Material provided:
____
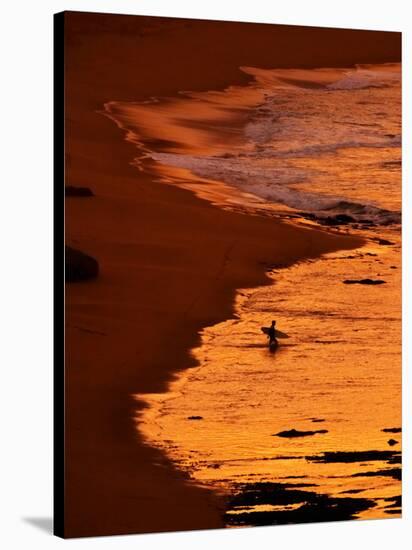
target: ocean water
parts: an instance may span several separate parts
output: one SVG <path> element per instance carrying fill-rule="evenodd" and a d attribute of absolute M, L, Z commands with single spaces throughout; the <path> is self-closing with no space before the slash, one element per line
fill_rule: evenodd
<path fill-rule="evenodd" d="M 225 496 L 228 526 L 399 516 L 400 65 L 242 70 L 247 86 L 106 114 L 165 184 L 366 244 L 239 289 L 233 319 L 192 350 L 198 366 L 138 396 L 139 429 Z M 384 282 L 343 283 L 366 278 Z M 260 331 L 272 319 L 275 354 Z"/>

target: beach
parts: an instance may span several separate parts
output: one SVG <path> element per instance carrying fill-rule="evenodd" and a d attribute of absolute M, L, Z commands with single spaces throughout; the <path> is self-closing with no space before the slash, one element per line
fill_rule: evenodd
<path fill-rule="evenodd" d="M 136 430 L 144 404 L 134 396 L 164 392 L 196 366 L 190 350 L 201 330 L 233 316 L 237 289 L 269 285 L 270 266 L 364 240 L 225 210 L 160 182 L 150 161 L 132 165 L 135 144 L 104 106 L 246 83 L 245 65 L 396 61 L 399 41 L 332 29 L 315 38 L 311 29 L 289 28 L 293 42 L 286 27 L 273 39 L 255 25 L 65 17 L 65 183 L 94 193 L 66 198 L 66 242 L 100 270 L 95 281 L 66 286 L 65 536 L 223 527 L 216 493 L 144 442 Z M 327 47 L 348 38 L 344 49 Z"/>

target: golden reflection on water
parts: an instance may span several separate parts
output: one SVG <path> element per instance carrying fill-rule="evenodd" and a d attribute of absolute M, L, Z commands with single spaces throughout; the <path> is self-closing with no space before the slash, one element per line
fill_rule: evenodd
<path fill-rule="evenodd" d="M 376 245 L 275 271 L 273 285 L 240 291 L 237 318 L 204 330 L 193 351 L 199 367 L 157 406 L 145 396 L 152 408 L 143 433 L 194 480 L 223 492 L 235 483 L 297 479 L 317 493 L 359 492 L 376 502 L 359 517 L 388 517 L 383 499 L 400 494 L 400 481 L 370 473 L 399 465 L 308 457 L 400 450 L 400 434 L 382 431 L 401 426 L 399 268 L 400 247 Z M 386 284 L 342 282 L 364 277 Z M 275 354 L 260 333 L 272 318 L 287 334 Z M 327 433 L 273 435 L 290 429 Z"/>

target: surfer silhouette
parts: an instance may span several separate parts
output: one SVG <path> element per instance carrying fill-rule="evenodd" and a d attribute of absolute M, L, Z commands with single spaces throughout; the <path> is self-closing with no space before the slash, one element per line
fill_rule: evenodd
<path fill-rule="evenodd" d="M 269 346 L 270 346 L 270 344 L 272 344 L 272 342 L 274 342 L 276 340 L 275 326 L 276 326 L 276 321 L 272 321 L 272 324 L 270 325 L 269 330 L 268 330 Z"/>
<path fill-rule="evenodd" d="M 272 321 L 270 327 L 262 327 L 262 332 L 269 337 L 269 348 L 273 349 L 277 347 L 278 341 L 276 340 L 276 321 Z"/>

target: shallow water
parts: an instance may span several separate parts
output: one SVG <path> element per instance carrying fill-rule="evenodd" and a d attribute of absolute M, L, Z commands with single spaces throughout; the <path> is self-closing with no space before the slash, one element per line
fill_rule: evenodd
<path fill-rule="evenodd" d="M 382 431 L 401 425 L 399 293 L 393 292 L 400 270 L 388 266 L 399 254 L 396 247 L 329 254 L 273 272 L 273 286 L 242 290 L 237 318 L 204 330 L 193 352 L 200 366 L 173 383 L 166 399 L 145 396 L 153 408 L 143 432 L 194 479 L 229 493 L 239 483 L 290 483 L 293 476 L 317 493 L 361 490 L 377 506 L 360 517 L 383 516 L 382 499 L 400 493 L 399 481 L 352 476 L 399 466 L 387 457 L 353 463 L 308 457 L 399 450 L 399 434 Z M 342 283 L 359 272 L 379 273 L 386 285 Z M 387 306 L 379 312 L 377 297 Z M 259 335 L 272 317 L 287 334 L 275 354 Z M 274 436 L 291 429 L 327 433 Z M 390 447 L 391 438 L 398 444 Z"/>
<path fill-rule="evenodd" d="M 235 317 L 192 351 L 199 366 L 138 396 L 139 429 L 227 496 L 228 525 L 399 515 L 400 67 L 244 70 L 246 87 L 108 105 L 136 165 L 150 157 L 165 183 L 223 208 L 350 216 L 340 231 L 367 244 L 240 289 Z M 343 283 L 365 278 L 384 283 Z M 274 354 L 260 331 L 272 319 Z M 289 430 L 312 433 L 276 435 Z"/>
____
What you should do: Out of the material above, gather each line where "water" appears.

Solution:
target: ocean water
target: golden reflection on water
target: shallow water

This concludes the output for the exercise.